Stored records:
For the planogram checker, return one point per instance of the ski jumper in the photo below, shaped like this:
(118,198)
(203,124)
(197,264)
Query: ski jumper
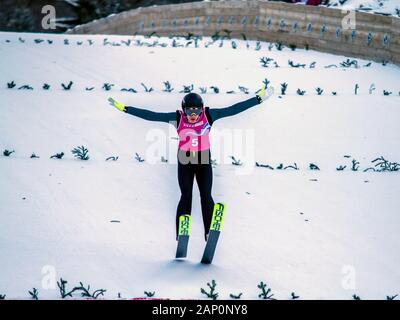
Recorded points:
(194,157)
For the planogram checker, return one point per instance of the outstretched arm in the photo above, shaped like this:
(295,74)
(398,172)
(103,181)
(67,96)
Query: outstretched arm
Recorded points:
(263,95)
(234,109)
(143,113)
(151,115)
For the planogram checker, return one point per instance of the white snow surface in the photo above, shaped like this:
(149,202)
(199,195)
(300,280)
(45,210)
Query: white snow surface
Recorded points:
(324,234)
(391,7)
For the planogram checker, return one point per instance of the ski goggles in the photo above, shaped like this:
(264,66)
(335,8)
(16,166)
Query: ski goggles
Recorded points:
(193,110)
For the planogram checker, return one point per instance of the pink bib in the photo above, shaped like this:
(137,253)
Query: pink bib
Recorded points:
(194,136)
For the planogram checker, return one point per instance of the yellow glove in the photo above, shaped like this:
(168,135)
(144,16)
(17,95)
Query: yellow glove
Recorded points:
(119,105)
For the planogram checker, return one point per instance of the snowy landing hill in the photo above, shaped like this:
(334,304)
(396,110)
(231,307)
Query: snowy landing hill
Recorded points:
(322,234)
(386,7)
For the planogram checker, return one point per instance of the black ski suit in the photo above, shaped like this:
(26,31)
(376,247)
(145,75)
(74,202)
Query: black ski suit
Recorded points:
(199,165)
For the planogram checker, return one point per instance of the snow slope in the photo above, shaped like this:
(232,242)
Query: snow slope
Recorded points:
(391,7)
(324,234)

Stated goal. Copy everything in the records above except the pictures, exactly as written.

Correct result.
For the planogram checker, return one point per instance of the ski jumper in the photo below, shaped like this:
(118,198)
(203,124)
(197,264)
Query: ski jumper
Recorded points:
(194,157)
For the planogram checker, return one point per instance of the outstretched arm in the photo above, shaped like this:
(295,74)
(398,172)
(103,181)
(67,96)
Query: outstretched arm
Recorded points:
(263,95)
(234,109)
(143,113)
(151,115)
For the planogram checker, return one point per instance of the white snow surface in the photo above, shaped like this:
(149,202)
(199,195)
(300,280)
(45,210)
Query: white snow surface
Recorded points:
(324,234)
(391,7)
For the planogram checker, return one point per instance of the ski goggles in the photo above, shaped like this:
(264,66)
(335,8)
(16,166)
Query: ski goggles
Recorded points:
(193,110)
For the planogram checker, return one point per instance of the pink bib in the photo above, shaped like this:
(137,253)
Query: pink bib
Recorded points:
(194,136)
For the planogram checker, return one point per instance of the yellow glove in the photo above, shaped like this:
(168,135)
(144,16)
(17,95)
Query: yellow glove
Recorded points:
(119,105)
For the planogram checker, return one point per instance of the snowy landing hill in the photo above, shaped like this:
(334,304)
(396,110)
(231,307)
Query: snowy landing hill
Recorded points:
(322,234)
(386,7)
For the planogram checker, return one point per instance of the black ski suit in the photo above, shaped like this:
(26,31)
(376,247)
(145,75)
(74,202)
Query: black ski suit
Recorded points:
(199,165)
For the planogram checker, return one point per instance of the snow slope in the photo above, shaped like this:
(232,242)
Query: snow slope
Recorded points:
(391,7)
(324,234)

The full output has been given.